WHAT YOU NEED TO DO
All entries must be repeated exactly; do not include the pictures.

RECORDS SUPPLIED
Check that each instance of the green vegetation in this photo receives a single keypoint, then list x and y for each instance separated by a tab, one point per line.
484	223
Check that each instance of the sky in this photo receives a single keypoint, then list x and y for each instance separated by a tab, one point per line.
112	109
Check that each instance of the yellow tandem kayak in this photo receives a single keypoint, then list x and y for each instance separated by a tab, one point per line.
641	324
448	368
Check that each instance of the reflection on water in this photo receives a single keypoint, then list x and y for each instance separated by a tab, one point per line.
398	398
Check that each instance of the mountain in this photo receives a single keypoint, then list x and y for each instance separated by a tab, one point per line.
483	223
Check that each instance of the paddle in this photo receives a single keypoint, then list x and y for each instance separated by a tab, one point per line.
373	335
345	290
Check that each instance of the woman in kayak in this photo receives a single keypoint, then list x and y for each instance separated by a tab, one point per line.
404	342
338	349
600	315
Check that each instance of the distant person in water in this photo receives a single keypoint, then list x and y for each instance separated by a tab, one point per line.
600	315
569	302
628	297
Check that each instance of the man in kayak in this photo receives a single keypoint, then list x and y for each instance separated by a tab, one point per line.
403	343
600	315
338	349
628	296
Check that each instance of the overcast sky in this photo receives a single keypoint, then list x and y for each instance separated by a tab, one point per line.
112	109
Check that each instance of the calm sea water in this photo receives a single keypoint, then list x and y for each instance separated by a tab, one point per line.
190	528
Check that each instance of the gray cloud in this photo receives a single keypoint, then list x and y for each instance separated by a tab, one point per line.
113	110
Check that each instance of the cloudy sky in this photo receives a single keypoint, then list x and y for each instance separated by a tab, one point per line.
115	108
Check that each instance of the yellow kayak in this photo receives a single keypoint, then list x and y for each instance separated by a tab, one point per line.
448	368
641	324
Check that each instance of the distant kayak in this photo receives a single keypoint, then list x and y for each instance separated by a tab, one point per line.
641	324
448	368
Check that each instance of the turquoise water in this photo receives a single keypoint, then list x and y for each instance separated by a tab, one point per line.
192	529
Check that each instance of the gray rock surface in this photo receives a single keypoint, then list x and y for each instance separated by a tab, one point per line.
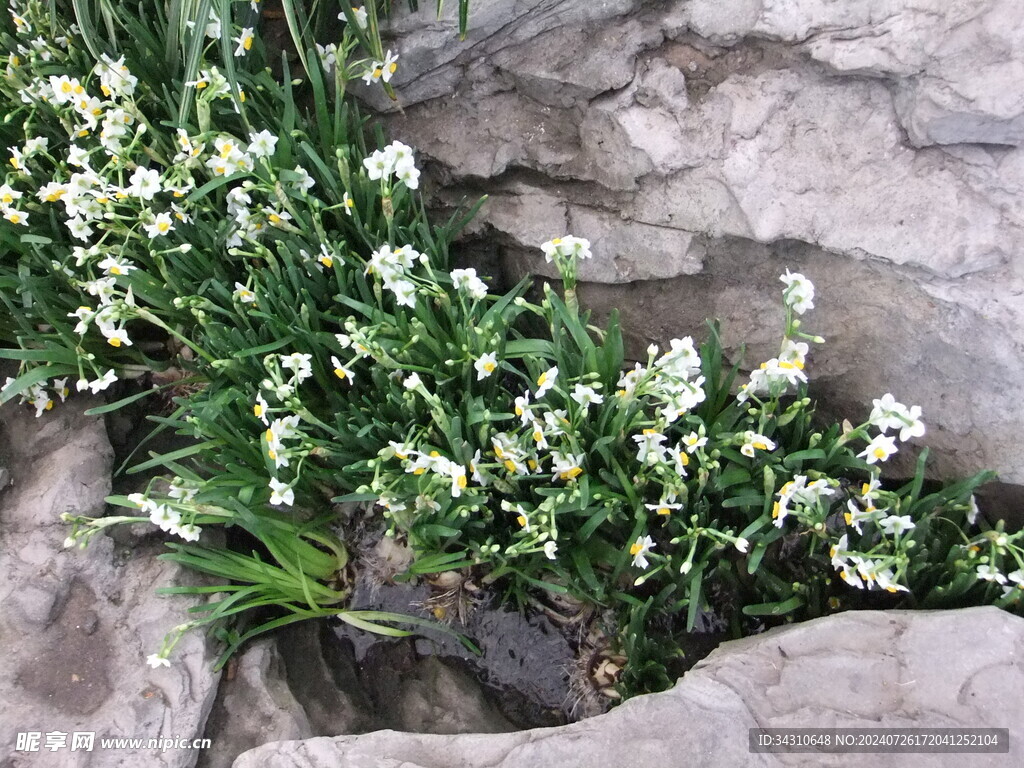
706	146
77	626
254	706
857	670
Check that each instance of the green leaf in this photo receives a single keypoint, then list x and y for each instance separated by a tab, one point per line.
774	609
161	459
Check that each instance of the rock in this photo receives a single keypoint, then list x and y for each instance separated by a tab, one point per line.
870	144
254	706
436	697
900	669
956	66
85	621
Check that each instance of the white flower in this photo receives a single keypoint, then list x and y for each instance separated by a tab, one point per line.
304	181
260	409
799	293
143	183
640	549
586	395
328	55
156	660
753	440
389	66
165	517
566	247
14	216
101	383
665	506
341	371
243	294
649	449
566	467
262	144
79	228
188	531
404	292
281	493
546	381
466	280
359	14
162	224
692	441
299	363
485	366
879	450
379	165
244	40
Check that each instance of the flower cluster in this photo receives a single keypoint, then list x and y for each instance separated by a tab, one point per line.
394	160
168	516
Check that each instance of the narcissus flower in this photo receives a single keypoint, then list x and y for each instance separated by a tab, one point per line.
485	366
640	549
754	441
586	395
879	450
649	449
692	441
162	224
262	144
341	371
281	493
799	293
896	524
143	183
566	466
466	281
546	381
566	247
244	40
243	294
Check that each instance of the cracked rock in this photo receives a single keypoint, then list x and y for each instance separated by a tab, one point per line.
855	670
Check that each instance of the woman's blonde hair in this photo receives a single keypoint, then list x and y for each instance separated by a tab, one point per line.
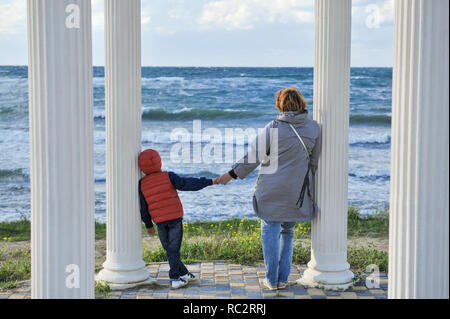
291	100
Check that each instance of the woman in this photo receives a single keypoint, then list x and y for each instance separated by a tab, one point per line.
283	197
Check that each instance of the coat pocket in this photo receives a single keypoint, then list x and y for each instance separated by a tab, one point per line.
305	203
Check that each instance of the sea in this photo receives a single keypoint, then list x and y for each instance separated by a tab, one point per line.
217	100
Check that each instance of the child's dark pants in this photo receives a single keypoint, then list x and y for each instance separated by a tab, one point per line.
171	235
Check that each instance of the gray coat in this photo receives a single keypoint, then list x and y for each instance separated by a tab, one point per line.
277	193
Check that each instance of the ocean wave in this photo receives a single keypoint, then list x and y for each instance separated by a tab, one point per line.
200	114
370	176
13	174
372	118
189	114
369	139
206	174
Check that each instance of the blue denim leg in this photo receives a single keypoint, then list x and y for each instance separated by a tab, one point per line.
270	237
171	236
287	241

FINISHED EXERCISE
Check that each instance of the green vegetation in this photo receives a single keypoint, then list x and y for each instance separated by a tab, one point per line.
484	223
Check that each instance of the sky in this photo receives a single keypoint, then list x and y for each instance separated by a tab, one point per line.
112	109
Check that each instance of the yellow tandem kayak in this photo receives a single keypoint, then list x and y for each instance separated by a tab, one point per line.
641	324
448	368
Check that each instance of the reflection on water in this photo receives a single keypoint, then list x and y for each instance separated by a tab, one point per line.
398	398
Check that each instance of the mountain in this photo receives a single keypoint, then list x and y for each instance separated by a tab, one point per line.
483	223
Check that each instance of the paddle in this photo receives a single keypoint, then list x and y for each instance separated by a tab, one point per line.
373	335
345	290
Check that each instance of the woman in kayak in this photo receives a single keypoint, then list x and y for each instance separated by a tab, one point per line.
404	342
338	349
600	315
Check that each instance of the distant person in water in this photo receives a single keypoint, then list x and y for each instance separated by a tab, one point per line.
600	315
569	302
628	297
Check that each instance of the man in kayak in this photo receives a single keypoint, then list x and y for each instance separated by a tab, one point per line.
403	343
600	315
338	349
628	296
Check that each instance of the overcast sky in this photo receives a single keypoint, then list x and y for each instance separated by a tab, one point per line.
112	109
Check that each instance of the calm sea water in this photo receives a single keypoint, then list x and y for each instance separated by a tab, one point per line.
190	528
Check that each instance of the gray cloud in this photo receives a single keypoint, then list x and y for each instance separated by a tab, one point per line.
113	110
Check that each instance of the cloudy sky in this photo receives a single keypoint, then list x and y for each instance separated by a tab, one point per line.
115	108
Check that each instance of the yellow kayak in this photo receives a single keypoint, then list x and y for each instance separated by a tab, one point per line.
448	368
641	324
Check that each instance of the distant kayak in this photo receives a single keypoint, then list x and y for each instance separated by a tab, one point per line.
641	324
448	368
Check that each instance of the turquoise water in this photo receives a single keypoint, then list x and y for each instance separated by a tab, one point per line.
192	529
Check that each instance of the gray rock surface in this photo receives a single keypoint, then list x and y for each instance separated by a tab, one point per line.
706	146
77	626
254	706
857	670
Check that each instance of the green leaf in this photo receives a single keypoint, then list x and y for each instance separated by a tab, one point per line.
774	609
161	459
Check that each instance of the rock in this photo receives a single keypoint, then list x and y for each instance separated by a tab, one point per line.
870	144
254	706
436	697
900	669
956	66
85	621
Check that each instance of the white flower in this photo receives a single keypoint, then list x and y for each instance separated by a tab, one point per line.
304	181
260	409
799	293
143	183
640	549
586	395
328	55
156	660
753	440
389	66
165	517
566	247
14	216
101	383
665	506
341	371
243	294
649	449
566	467
262	144
79	228
188	531
404	292
281	493
546	381
466	280
359	14
162	224
692	441
299	363
485	366
879	450
379	165
244	40
Check that each instance of the flower cluster in this photo receives a single keypoint, then list x and y for each instance separated by a tab, one point per line.
394	160
168	516
Check that each instance of the narcissus flower in this photo receives a single keypoint, then list x and y for each instance separated by a tab, one point per line.
485	366
640	549
754	441
586	395
879	450
649	449
692	441
162	224
262	144
341	371
281	493
799	293
896	524
143	183
566	466
466	281
546	381
566	247
244	40
243	294
Check that each instance of the cracked rock in this photo receives a single keypoint, then list x and y for each instance separated by a tab, one point per line.
855	670
Check that each instance of the woman's blonde hair in this photo receives a single keypoint, then list x and y for each instance separated by a tab, one point per line.
291	100
Check that each instance of the woman in this photo receives a single keypoint, then list x and y for each instance separated by a tab, one point per line.
283	197
Check that each instance of the coat pocket in this photo receives a single keypoint, then list x and y for each instance separated by a tab, one point per line.
305	203
Check that each instance of the sea in this photo receives a single keypoint, then list x and y for each instance separated by a tab, one point per line.
217	100
Check that each instance of the child's dark pants in this photo receives a single keypoint, then list x and y for each instance separated by a tab, one point per line.
171	235
Check that each instance of the gray coat in this photo receives a single keypoint, then list x and y for each instance separated by a tab, one point per line.
277	193
Check that each instance of the ocean wave in this photo receives a single keypoint, then list x and y for each instance separated by a tab, one point per line.
200	114
370	176
13	174
372	118
189	114
369	139
206	174
Check that each instance of the blue denim leg in this photo receives a single keypoint, then list x and y for each instance separated by a tab, one point per line.
270	237
171	236
287	241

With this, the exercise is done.